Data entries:
--- START ---
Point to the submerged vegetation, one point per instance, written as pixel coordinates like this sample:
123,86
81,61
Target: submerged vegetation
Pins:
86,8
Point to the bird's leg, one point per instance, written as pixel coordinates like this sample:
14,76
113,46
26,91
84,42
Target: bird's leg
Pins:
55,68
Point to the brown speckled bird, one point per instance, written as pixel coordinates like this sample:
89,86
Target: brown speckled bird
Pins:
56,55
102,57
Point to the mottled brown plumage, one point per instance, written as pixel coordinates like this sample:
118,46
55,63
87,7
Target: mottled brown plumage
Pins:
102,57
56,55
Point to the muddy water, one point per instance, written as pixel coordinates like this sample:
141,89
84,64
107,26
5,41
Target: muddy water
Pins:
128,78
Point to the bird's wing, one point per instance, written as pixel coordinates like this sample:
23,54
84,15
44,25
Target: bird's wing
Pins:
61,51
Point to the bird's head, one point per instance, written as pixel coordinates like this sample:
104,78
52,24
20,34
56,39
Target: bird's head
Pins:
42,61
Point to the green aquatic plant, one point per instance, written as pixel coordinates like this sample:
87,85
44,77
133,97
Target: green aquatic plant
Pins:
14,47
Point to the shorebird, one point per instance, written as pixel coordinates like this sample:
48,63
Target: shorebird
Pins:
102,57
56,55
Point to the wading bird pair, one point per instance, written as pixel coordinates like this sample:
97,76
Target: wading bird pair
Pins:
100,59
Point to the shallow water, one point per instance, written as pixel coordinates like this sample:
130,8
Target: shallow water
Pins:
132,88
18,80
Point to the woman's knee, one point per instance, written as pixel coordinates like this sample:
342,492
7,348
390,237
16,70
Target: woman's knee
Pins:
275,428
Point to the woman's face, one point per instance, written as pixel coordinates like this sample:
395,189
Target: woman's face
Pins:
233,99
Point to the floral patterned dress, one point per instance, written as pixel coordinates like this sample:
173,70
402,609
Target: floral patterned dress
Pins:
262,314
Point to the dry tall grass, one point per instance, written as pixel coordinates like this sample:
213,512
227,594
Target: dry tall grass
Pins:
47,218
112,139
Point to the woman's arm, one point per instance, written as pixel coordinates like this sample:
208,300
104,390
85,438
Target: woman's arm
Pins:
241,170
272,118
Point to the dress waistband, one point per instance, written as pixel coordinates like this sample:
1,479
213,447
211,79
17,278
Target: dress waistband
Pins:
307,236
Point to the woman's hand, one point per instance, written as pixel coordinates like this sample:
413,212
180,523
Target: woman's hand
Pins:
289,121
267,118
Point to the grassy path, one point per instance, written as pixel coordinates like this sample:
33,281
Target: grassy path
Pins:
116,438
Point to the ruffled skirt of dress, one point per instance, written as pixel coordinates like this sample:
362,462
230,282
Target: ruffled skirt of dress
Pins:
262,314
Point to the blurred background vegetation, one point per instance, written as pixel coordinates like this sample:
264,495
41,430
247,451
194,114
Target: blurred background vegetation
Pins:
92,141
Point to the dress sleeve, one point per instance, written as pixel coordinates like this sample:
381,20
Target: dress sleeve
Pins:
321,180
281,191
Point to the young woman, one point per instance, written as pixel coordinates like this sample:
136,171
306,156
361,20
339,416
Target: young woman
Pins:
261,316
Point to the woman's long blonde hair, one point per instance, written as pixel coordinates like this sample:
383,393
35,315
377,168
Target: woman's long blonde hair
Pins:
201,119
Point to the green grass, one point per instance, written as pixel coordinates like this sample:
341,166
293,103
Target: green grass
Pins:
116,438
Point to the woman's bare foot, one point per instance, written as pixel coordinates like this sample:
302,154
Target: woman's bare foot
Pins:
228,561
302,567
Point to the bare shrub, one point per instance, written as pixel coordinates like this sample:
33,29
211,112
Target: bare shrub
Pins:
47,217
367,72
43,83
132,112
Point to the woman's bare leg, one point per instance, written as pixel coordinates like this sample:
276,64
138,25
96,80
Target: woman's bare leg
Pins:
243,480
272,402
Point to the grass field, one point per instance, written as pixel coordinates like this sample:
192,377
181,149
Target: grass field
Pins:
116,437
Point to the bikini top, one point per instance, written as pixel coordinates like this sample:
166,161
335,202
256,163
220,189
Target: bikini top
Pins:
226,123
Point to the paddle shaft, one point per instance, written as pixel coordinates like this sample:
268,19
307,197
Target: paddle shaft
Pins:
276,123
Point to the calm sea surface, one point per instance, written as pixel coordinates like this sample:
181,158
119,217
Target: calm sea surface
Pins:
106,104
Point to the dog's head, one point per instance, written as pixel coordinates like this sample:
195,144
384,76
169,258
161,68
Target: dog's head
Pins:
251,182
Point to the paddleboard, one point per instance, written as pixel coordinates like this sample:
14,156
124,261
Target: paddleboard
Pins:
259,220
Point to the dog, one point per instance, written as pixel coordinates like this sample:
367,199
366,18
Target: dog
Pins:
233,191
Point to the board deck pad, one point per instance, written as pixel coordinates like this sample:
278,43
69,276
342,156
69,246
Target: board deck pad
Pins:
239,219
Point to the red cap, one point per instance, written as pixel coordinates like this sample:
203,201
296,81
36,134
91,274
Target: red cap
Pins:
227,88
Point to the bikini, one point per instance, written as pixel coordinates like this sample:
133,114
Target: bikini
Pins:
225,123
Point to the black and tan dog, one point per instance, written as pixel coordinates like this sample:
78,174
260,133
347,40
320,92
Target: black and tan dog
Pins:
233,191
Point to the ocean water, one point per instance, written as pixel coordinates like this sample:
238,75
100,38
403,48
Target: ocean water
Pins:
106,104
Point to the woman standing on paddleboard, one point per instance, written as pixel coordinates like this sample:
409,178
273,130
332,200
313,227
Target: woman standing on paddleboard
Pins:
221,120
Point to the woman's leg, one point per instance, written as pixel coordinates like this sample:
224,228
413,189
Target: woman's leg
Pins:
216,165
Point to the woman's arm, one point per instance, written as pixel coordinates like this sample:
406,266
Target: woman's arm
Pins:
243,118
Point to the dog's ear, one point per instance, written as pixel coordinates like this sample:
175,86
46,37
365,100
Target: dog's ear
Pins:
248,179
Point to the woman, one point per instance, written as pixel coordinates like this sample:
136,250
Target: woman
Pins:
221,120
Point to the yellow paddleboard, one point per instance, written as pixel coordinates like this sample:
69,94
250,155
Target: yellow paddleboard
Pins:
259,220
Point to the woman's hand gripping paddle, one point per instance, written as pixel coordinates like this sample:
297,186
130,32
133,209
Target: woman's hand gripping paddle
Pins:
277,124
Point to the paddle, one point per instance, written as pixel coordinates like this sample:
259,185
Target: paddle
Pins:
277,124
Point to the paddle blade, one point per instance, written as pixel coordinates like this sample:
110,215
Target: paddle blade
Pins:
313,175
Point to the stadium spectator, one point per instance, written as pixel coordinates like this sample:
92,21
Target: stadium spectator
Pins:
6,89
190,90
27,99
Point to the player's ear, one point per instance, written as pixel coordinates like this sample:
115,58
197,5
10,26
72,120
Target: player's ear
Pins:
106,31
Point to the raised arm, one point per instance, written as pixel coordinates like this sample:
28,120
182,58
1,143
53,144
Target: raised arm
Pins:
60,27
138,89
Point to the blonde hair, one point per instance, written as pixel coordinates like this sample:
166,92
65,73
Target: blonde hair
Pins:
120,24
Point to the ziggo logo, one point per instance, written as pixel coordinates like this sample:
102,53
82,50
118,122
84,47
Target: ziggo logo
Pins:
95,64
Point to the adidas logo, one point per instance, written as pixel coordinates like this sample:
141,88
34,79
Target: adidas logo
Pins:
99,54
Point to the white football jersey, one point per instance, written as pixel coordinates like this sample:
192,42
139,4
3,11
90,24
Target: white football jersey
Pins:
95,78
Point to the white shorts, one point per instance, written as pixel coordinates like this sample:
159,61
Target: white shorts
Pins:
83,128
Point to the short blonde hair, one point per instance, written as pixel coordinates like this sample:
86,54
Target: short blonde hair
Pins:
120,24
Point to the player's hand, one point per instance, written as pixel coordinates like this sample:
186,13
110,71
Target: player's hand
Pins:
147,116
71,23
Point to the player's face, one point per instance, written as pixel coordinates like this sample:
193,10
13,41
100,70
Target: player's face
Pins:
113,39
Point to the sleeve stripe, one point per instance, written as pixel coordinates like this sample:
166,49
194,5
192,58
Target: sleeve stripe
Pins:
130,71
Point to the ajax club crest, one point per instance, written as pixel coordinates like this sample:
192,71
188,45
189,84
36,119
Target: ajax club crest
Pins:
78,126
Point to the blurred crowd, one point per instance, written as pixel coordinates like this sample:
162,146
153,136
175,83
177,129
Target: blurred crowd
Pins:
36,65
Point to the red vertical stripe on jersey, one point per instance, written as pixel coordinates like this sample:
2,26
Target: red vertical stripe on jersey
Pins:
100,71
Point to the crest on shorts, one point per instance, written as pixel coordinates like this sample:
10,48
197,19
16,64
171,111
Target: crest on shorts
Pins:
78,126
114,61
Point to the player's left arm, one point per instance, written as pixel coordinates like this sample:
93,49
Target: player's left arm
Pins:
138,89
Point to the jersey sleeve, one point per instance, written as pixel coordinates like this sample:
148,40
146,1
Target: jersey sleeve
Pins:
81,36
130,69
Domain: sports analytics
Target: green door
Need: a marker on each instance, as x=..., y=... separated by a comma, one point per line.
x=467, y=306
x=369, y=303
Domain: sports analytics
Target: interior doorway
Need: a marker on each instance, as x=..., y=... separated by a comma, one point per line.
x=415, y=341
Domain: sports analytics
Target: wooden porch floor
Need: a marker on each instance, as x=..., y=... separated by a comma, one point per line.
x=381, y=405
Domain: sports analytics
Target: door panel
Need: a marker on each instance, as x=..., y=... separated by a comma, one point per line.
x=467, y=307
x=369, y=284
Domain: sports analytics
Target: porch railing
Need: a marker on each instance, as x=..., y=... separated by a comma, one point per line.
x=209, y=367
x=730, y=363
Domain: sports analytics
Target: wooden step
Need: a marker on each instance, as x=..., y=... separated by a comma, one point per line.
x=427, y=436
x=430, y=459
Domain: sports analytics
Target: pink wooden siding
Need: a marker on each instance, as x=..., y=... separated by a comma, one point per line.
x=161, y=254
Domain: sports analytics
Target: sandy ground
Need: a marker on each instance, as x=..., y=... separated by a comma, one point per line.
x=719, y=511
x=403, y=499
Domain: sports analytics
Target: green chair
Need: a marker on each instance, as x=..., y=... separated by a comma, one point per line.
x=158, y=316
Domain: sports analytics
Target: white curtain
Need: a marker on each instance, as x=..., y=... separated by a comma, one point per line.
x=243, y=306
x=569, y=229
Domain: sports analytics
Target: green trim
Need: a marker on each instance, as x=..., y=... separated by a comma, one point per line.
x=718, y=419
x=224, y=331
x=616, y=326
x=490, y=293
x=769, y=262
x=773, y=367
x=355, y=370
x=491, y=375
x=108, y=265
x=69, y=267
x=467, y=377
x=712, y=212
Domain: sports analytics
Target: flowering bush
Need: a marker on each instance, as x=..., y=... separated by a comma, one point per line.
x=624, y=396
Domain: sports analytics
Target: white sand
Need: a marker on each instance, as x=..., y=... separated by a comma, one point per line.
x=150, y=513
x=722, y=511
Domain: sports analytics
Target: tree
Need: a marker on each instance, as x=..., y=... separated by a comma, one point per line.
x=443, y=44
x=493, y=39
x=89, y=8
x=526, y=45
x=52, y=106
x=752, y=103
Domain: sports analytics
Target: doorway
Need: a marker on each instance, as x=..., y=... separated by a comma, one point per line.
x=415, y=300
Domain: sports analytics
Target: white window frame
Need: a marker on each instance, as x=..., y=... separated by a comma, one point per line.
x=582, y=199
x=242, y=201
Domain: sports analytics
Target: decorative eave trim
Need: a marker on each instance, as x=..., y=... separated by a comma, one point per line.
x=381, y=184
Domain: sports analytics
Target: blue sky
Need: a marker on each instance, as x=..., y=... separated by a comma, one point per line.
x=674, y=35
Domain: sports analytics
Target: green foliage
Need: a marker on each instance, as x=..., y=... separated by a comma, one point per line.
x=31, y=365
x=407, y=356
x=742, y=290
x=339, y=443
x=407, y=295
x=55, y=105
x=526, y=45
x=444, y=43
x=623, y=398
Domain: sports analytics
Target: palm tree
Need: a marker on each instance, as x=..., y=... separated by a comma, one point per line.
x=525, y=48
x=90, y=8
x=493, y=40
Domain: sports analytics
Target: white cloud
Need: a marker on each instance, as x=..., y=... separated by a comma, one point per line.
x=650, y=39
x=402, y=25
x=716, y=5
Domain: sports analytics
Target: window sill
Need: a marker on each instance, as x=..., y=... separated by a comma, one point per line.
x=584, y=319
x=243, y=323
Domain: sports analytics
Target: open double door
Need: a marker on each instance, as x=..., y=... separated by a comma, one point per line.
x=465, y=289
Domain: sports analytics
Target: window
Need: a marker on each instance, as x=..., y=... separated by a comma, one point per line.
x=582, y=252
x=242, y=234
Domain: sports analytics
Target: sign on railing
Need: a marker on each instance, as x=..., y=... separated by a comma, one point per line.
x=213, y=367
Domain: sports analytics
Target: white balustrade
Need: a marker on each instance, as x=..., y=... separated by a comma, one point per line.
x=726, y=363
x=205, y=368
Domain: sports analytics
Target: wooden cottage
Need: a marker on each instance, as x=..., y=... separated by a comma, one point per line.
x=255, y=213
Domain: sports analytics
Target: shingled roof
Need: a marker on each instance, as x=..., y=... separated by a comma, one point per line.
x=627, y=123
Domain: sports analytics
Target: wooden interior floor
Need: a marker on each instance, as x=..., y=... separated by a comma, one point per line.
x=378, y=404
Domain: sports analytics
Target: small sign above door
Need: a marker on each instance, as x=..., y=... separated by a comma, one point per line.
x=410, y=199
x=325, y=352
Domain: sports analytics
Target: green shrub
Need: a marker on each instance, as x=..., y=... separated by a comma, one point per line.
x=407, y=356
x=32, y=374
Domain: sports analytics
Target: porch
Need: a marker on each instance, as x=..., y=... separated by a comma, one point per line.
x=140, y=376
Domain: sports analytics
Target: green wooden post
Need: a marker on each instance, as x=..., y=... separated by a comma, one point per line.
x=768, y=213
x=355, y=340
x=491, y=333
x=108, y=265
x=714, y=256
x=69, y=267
--- END ---
EXERCISE PROMPT:
Looking at each line of the records, count the ones where the word "crest" appears, and report only the count.

FINISHED EXERCISE:
4